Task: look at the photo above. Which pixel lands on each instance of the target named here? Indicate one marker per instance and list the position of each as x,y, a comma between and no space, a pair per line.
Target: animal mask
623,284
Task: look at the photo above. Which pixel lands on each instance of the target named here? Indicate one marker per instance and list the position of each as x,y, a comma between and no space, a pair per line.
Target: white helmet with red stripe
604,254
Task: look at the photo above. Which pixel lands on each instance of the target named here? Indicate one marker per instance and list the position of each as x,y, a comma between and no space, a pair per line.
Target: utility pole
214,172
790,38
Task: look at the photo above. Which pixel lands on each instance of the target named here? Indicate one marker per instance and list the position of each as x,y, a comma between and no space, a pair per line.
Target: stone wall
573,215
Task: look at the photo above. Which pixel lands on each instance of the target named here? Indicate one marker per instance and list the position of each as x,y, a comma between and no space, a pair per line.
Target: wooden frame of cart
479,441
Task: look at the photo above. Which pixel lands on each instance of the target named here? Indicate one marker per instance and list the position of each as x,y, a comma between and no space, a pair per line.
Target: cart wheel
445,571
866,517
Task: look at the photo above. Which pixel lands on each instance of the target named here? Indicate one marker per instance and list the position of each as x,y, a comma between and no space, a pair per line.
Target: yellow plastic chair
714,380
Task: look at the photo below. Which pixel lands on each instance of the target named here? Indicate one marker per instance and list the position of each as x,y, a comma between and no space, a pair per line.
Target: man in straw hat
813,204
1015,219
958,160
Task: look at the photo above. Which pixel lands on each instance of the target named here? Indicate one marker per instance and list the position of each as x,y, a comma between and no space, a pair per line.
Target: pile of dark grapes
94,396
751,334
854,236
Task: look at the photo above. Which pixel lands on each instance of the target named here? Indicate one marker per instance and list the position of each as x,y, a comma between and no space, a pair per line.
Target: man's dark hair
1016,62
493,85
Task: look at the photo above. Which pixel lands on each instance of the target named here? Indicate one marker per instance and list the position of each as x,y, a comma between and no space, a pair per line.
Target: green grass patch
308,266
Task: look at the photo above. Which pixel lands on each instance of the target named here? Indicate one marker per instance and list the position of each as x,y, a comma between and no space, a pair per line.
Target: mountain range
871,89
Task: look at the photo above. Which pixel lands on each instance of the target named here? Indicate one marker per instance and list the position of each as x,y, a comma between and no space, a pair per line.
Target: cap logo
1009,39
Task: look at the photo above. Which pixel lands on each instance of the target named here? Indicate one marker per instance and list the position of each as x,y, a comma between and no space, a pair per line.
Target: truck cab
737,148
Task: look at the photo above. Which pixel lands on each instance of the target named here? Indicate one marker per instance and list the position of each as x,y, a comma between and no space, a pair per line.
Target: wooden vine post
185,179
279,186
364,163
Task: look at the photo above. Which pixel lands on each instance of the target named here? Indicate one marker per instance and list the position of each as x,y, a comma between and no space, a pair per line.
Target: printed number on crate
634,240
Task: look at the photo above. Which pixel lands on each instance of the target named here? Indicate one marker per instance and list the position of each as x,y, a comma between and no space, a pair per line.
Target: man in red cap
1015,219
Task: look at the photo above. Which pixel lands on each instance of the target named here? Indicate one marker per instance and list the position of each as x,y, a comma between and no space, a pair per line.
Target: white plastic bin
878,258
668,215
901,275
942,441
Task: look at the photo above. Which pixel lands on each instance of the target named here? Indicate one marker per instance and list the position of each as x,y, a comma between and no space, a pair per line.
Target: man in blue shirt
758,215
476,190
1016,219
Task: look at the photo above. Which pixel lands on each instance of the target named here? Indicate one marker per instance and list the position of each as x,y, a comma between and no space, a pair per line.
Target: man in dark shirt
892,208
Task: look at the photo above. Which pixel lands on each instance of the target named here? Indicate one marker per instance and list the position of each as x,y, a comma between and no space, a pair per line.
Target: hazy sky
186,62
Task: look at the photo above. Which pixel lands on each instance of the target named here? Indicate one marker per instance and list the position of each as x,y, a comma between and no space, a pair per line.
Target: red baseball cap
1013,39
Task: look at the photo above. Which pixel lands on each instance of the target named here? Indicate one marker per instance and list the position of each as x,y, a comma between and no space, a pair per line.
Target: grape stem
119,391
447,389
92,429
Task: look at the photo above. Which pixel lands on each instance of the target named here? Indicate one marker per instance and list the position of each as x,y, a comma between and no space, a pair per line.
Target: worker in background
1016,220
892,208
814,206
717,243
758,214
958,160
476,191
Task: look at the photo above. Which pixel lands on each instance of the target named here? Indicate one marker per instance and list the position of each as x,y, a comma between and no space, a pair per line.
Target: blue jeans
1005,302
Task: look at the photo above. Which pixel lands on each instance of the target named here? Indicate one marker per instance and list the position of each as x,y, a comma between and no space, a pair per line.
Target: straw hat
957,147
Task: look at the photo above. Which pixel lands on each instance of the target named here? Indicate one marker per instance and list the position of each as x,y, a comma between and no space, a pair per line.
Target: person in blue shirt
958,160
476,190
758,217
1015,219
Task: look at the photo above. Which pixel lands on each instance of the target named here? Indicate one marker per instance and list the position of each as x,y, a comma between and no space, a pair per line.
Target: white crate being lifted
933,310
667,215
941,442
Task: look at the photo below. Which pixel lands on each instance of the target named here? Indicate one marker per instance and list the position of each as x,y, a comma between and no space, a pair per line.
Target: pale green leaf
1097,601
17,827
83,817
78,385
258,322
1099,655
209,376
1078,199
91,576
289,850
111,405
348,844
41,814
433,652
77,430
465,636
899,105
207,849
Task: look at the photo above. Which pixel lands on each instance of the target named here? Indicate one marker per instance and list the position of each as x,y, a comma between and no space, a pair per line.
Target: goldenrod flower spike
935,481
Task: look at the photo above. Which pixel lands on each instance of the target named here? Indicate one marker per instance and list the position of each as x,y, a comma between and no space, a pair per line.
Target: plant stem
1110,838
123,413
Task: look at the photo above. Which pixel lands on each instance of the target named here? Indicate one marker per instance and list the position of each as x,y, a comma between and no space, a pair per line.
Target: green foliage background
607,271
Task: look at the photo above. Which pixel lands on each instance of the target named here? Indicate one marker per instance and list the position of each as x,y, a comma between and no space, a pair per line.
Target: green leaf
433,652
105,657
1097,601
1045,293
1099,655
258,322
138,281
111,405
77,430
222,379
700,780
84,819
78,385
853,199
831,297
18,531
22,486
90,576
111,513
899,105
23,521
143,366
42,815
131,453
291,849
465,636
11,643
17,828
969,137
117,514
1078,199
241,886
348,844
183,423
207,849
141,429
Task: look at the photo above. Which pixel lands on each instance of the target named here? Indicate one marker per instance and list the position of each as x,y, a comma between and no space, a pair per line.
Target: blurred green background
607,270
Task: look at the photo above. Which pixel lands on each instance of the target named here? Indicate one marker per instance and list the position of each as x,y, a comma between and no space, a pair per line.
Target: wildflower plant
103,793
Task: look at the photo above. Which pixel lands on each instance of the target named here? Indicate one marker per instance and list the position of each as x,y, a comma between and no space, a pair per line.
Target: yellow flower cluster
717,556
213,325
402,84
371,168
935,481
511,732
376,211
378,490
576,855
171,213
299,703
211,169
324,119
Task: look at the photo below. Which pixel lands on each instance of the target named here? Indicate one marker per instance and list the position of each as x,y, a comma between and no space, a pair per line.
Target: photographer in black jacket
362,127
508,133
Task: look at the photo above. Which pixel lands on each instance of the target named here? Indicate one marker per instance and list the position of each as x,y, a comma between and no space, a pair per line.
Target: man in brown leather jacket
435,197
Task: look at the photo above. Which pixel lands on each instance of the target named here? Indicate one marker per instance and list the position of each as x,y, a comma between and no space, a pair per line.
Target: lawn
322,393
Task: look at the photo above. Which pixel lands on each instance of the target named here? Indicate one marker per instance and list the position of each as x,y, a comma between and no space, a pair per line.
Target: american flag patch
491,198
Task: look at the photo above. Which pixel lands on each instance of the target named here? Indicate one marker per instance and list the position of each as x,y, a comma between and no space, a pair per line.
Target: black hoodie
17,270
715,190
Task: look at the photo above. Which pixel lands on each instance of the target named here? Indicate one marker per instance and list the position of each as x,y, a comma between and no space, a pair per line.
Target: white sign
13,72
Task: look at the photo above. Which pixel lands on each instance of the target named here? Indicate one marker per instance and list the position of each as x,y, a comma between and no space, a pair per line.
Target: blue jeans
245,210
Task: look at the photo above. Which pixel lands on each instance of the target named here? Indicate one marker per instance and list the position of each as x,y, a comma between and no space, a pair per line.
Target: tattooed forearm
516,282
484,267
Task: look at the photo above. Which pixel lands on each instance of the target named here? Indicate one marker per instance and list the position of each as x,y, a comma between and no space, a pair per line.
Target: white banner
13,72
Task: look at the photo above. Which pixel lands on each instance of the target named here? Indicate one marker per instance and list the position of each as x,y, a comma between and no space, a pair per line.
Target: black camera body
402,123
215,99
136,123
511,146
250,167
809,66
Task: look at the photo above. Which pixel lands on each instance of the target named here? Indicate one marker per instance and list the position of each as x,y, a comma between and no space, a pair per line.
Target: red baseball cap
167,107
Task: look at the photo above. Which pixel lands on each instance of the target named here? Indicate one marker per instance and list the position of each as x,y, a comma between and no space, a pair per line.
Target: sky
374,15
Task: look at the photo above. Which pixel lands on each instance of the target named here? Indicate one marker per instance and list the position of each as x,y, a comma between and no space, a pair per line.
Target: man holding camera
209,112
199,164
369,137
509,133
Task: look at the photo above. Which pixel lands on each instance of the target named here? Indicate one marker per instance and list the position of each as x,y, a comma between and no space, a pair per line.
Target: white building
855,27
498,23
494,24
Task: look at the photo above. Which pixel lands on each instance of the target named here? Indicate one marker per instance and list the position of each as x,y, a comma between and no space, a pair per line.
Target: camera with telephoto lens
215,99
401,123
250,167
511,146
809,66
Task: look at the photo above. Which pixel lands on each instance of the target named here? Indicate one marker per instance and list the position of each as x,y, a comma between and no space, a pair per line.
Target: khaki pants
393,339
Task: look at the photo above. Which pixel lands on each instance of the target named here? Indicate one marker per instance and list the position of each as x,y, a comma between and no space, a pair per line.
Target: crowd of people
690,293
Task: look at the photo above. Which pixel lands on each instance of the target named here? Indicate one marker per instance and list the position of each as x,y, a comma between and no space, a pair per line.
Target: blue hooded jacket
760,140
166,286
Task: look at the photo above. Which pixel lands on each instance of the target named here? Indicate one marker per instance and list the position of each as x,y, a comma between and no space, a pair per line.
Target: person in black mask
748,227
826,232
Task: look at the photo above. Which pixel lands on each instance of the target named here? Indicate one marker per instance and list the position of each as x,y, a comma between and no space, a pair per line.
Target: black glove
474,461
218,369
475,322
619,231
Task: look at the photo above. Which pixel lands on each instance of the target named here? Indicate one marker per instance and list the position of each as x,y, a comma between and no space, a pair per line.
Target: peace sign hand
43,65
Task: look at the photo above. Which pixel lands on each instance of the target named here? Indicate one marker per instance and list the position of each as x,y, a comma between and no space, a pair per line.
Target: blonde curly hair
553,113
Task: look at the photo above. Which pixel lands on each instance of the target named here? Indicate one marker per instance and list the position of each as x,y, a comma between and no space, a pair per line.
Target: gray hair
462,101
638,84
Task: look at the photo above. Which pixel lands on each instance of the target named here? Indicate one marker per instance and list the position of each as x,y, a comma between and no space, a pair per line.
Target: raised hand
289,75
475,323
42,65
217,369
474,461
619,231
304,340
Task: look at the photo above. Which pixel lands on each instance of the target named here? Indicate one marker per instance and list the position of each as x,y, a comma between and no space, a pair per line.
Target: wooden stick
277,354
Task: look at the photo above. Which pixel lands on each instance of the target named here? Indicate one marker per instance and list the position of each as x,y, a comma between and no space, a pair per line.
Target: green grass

************

▶ _Written exercise_:
State how many lines in the records above contain the string "mask", counting a match only when the case agrees. Give the number alone.

▶ _Response to this task_:
2